(Records from a data source)
════════

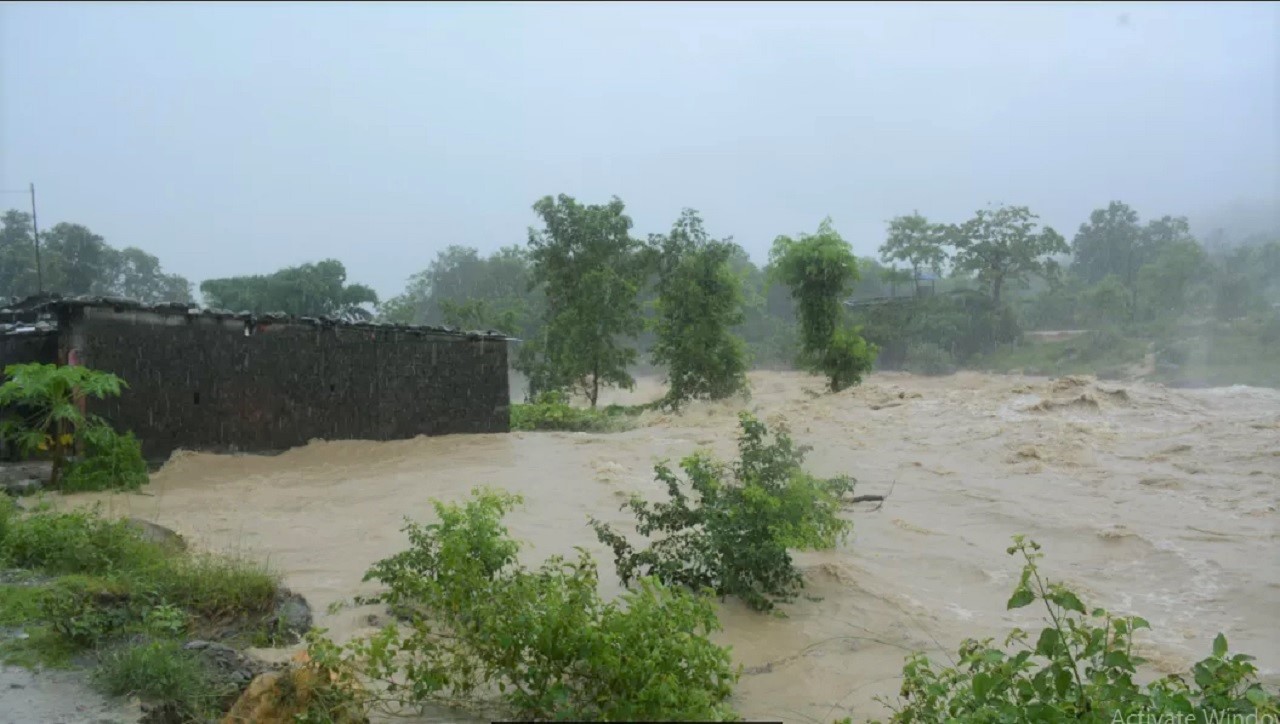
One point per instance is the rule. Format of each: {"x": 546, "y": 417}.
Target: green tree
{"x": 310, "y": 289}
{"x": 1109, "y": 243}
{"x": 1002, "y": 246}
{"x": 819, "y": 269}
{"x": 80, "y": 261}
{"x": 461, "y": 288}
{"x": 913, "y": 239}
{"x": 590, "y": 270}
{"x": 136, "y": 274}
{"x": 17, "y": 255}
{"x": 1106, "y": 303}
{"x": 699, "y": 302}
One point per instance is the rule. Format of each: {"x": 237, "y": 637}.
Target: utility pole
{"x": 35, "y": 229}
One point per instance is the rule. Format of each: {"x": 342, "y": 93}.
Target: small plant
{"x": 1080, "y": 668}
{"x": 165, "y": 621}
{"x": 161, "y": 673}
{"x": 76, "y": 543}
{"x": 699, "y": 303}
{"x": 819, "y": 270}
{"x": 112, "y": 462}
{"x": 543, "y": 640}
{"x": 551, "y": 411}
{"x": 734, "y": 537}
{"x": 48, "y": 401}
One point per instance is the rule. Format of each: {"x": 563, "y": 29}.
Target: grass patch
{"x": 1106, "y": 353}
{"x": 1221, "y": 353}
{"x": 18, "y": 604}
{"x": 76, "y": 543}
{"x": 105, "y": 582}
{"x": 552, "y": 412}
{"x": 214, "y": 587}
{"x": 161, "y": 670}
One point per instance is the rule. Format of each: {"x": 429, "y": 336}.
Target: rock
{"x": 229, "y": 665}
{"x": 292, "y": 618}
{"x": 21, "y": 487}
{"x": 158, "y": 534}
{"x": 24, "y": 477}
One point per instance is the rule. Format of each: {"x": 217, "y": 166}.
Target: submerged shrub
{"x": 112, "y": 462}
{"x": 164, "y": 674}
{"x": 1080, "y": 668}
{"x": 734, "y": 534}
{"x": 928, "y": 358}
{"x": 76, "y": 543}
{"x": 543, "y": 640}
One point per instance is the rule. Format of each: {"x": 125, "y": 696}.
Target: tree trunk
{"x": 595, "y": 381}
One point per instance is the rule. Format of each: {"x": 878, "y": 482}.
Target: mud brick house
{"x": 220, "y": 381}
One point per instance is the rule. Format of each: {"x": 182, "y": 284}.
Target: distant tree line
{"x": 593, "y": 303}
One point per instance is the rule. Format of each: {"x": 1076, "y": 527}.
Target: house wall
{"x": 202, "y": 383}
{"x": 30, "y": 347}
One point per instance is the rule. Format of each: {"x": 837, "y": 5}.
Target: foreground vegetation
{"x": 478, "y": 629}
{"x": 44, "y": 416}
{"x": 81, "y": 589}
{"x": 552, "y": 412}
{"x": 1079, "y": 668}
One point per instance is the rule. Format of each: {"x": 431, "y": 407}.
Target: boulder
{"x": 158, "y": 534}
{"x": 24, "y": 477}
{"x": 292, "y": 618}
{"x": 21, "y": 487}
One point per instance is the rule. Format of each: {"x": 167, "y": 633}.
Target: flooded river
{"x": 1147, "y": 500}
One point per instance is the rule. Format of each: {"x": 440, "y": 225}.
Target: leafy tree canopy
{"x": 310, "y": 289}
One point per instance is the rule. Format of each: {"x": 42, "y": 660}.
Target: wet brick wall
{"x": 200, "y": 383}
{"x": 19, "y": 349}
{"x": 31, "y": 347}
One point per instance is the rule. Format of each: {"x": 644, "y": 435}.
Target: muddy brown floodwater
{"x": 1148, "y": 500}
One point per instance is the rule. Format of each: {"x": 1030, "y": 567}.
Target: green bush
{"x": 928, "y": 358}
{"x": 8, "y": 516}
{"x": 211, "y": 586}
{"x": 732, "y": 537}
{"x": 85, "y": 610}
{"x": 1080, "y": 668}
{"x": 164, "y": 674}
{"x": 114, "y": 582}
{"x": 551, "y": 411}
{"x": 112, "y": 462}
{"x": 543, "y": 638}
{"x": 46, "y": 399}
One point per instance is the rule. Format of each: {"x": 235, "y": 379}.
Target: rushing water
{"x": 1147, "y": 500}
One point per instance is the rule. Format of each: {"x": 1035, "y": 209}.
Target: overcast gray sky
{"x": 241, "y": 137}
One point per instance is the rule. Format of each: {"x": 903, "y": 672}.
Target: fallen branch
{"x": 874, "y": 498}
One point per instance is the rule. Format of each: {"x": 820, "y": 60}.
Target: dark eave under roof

════════

* [Task directions]
Transcribe the material exactly, and leave out whatever pictures it holds.

* [Solution below]
One point per instance is the rule. Format of each: {"x": 546, "y": 417}.
Target: green tree
{"x": 310, "y": 289}
{"x": 1109, "y": 243}
{"x": 1002, "y": 246}
{"x": 819, "y": 269}
{"x": 80, "y": 261}
{"x": 461, "y": 288}
{"x": 913, "y": 239}
{"x": 590, "y": 270}
{"x": 136, "y": 274}
{"x": 17, "y": 255}
{"x": 1106, "y": 303}
{"x": 699, "y": 302}
One point per instance is the rule. Format of each: {"x": 237, "y": 637}.
Target: utility pole
{"x": 35, "y": 229}
One point per instance is the rule. Format of each: {"x": 342, "y": 93}.
Target: small plant
{"x": 1080, "y": 668}
{"x": 165, "y": 621}
{"x": 161, "y": 673}
{"x": 76, "y": 543}
{"x": 699, "y": 303}
{"x": 819, "y": 270}
{"x": 112, "y": 462}
{"x": 543, "y": 640}
{"x": 551, "y": 411}
{"x": 734, "y": 537}
{"x": 48, "y": 401}
One point per instance is the rule. Format of each: {"x": 563, "y": 29}.
Target: grass patch
{"x": 1106, "y": 353}
{"x": 1221, "y": 353}
{"x": 18, "y": 604}
{"x": 76, "y": 543}
{"x": 105, "y": 582}
{"x": 552, "y": 412}
{"x": 214, "y": 587}
{"x": 161, "y": 670}
One point per instance is the rule. Format of each: {"x": 429, "y": 336}.
Target: rock
{"x": 229, "y": 665}
{"x": 292, "y": 618}
{"x": 21, "y": 487}
{"x": 158, "y": 534}
{"x": 24, "y": 477}
One point per instance is the rule. Format of each: {"x": 217, "y": 166}.
Target: submerged shrub
{"x": 112, "y": 462}
{"x": 164, "y": 674}
{"x": 1080, "y": 668}
{"x": 734, "y": 534}
{"x": 928, "y": 358}
{"x": 76, "y": 543}
{"x": 543, "y": 640}
One point per instance is the rule. Format of each: {"x": 125, "y": 696}.
Target: tree trunk
{"x": 595, "y": 381}
One point per instance is the rule. Format of each: {"x": 878, "y": 482}.
Target: mud brick house
{"x": 220, "y": 381}
One point per instance is the rule. Format of each: {"x": 182, "y": 284}.
Target: distant tree line
{"x": 593, "y": 303}
One point per instance is the rule. Format of each: {"x": 1076, "y": 527}.
Target: house wall
{"x": 202, "y": 383}
{"x": 30, "y": 347}
One point per instance is the rule. Format of each: {"x": 837, "y": 5}.
Target: foreground vegetation
{"x": 478, "y": 629}
{"x": 44, "y": 416}
{"x": 81, "y": 589}
{"x": 552, "y": 412}
{"x": 1079, "y": 668}
One point per instance is the rule. Format of each: {"x": 431, "y": 407}.
Target: boulder
{"x": 158, "y": 534}
{"x": 24, "y": 477}
{"x": 292, "y": 618}
{"x": 21, "y": 487}
One point per instance is the rule. Format of each: {"x": 167, "y": 633}.
Target: flooded river
{"x": 1147, "y": 500}
One point per instance is the rule. Format of each: {"x": 440, "y": 225}.
Target: leafy tree canopy
{"x": 310, "y": 289}
One point per instance is the rule. Format of each: {"x": 42, "y": 660}.
Target: wet brick wall
{"x": 200, "y": 383}
{"x": 19, "y": 349}
{"x": 31, "y": 347}
One point per instance is the rule. Format of each: {"x": 644, "y": 435}.
Target: muddy brown floodwater
{"x": 1148, "y": 500}
One point per instance is the rule. Format of each: {"x": 1030, "y": 567}.
Target: green bush
{"x": 928, "y": 358}
{"x": 8, "y": 516}
{"x": 211, "y": 586}
{"x": 732, "y": 537}
{"x": 85, "y": 610}
{"x": 1080, "y": 668}
{"x": 164, "y": 674}
{"x": 114, "y": 582}
{"x": 551, "y": 411}
{"x": 112, "y": 462}
{"x": 543, "y": 638}
{"x": 46, "y": 399}
One point per instance is the rule. Format of each: {"x": 235, "y": 379}.
Target: rushing water
{"x": 1147, "y": 500}
One point per instance is the rule. Format of each: {"x": 1035, "y": 209}.
Target: overcast gray sky
{"x": 241, "y": 137}
One point per instance is the rule. Format of each: {"x": 903, "y": 672}.
Target: fallen branch
{"x": 874, "y": 498}
One point per instance is the rule. Format of each: {"x": 820, "y": 60}.
Target: dark eave under roof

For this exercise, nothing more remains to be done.